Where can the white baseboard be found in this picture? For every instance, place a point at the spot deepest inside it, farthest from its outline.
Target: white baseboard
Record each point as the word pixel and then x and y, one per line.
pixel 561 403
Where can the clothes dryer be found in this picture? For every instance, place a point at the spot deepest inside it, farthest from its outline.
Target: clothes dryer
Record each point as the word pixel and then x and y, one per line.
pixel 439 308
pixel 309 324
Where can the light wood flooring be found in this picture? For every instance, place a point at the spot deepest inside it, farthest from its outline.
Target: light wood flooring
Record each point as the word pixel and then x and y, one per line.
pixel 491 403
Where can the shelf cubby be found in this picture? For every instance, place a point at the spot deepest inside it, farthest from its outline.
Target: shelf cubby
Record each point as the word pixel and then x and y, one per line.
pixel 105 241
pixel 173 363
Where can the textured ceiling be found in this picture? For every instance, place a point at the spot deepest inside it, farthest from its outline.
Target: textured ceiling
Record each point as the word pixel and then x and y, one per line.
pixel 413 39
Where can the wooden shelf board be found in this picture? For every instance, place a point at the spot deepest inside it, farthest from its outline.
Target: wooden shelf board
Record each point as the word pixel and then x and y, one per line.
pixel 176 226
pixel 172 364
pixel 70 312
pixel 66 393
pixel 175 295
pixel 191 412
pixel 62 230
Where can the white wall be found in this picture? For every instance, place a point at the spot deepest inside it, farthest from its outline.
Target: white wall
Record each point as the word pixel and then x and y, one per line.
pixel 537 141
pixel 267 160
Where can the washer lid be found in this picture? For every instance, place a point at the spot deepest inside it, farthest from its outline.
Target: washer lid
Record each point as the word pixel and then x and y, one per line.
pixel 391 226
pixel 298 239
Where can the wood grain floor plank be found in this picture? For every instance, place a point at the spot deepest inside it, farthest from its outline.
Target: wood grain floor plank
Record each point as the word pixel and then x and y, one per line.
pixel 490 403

····················

[ACTIVITY]: Could you retype every record above exactly as given?

[REPLY]:
Where can the white baseboard be found in this picture? For every instance, place a point at the spot deepest inside it, farthest from its outline.
Target: white baseboard
Record each point as the word pixel and then x and y, one per line.
pixel 561 403
Where can the clothes dryer be found in this picture? For every instance, place a point at the spot deepest inside it, farthest from its outline.
Target: clothes dryer
Record each point as the word pixel and then x and y, one per line.
pixel 439 308
pixel 309 324
Where can the light wood flooring be found in this picture? For every instance, place a point at the spot deepest inside it, farthest from its outline.
Target: light wood flooring
Record each point as the word pixel and then x and y, one per line.
pixel 491 403
Where can the shelf cubby be found in this picture? For every instance, place a point at the spot deepest inside it, farthest from its outline.
Target: shelf cubby
Record each point as the word pixel and then x and y, one per line.
pixel 105 241
pixel 173 363
Where can the textured ceiling be found in this picture? For every instance, place a point at the spot deepest inside it, farthest from its outline.
Target: textured ceiling
Record each point as the word pixel and then x and y, one per line.
pixel 413 39
Where can the wooden shelf board be found in this picture? For every instance, place a point at the spot deepest inside it, farthest from its outline.
Target: wooden shelf board
Record each point as the word pixel and then x and y, one per line.
pixel 176 226
pixel 172 364
pixel 70 312
pixel 66 393
pixel 175 295
pixel 191 412
pixel 62 230
Where can the white wall be found in this picture? For every instance, place a point at the spot deepest inside it, farthest from its outline.
Target: white wall
Record each point as the word pixel and then x and y, one per line.
pixel 537 141
pixel 267 160
Where can the washer lid be found in this picture? For every instance, place a point at the spot deepest inside it, farthest from its outline.
Target: washer lid
Record each point as the word pixel and then x and y, one per line.
pixel 391 226
pixel 298 239
Where can the wood grain floor plank be found in this picture? For every instance, place a point at the spot deepest inside it, farthest from its outline.
Target: wood grain floor plank
Record each point as the word pixel and then x and y, one per line.
pixel 490 403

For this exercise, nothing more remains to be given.